SHORT EXERCISE
Copy out every item below word for word, with no changes.

** Start PROVIDED DATA **

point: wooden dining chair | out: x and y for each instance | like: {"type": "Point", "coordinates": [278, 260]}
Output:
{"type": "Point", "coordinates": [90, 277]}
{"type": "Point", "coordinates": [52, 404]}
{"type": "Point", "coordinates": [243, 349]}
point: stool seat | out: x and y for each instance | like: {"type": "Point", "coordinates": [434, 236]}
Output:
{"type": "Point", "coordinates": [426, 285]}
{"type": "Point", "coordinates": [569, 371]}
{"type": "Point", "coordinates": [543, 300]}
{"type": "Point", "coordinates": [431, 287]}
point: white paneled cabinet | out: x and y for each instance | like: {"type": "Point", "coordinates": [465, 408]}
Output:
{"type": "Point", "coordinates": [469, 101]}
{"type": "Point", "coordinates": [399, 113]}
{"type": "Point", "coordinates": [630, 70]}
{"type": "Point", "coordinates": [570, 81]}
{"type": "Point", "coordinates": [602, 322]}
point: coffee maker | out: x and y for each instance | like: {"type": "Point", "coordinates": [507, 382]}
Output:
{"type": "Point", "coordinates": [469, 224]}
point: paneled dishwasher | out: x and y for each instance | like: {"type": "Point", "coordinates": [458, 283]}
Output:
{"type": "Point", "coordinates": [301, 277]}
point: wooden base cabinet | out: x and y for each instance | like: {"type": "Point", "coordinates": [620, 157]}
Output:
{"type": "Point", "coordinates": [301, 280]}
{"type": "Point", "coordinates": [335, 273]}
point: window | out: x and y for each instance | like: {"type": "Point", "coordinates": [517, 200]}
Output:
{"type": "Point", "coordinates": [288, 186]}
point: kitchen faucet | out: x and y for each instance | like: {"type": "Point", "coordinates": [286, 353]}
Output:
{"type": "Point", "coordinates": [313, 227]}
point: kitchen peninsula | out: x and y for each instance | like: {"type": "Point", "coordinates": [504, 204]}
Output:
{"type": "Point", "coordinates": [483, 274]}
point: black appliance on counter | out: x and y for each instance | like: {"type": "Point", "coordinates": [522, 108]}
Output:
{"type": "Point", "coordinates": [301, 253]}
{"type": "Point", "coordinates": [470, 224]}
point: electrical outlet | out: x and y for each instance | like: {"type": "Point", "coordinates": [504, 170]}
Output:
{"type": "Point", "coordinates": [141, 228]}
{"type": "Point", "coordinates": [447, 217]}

** End PROVIDED DATA **

SOLUTION TO THE EXERCISE
point: wooden dining chair | out: x and y for each instance | like: {"type": "Point", "coordinates": [278, 260]}
Output:
{"type": "Point", "coordinates": [90, 277]}
{"type": "Point", "coordinates": [52, 404]}
{"type": "Point", "coordinates": [243, 349]}
point: stool seat | out: x and y for each instance | like: {"type": "Point", "coordinates": [434, 236]}
Output:
{"type": "Point", "coordinates": [426, 285]}
{"type": "Point", "coordinates": [569, 371]}
{"type": "Point", "coordinates": [543, 300]}
{"type": "Point", "coordinates": [431, 287]}
point: white paneled cabinet | out: x and y for each instance | like: {"type": "Point", "coordinates": [465, 408]}
Output:
{"type": "Point", "coordinates": [469, 101]}
{"type": "Point", "coordinates": [399, 113]}
{"type": "Point", "coordinates": [630, 70]}
{"type": "Point", "coordinates": [570, 81]}
{"type": "Point", "coordinates": [602, 322]}
point: coffee maker | out: x and y for each instance | like: {"type": "Point", "coordinates": [507, 382]}
Output:
{"type": "Point", "coordinates": [469, 224]}
point: paneled dishwasher | out: x and y for each instance | like: {"type": "Point", "coordinates": [458, 283]}
Output:
{"type": "Point", "coordinates": [301, 277]}
point: wooden base cabinet | out: x and y for each instance | like: {"type": "Point", "coordinates": [620, 157]}
Output:
{"type": "Point", "coordinates": [301, 280]}
{"type": "Point", "coordinates": [335, 273]}
point: window | out: x and y for each instance | like: {"type": "Point", "coordinates": [517, 200]}
Output:
{"type": "Point", "coordinates": [288, 186]}
point: kitchen faucet | out: x and y for each instance | like: {"type": "Point", "coordinates": [286, 353]}
Output:
{"type": "Point", "coordinates": [313, 227]}
point: kitchen peninsula | out: x and y for each instance | like: {"type": "Point", "coordinates": [504, 204]}
Output:
{"type": "Point", "coordinates": [483, 274]}
point: black appliance on counter | out: x and y for each instance | like: {"type": "Point", "coordinates": [522, 108]}
Output:
{"type": "Point", "coordinates": [301, 253]}
{"type": "Point", "coordinates": [470, 224]}
point: electrical outlet | out: x and y for each instance | like: {"type": "Point", "coordinates": [504, 170]}
Output:
{"type": "Point", "coordinates": [141, 228]}
{"type": "Point", "coordinates": [447, 217]}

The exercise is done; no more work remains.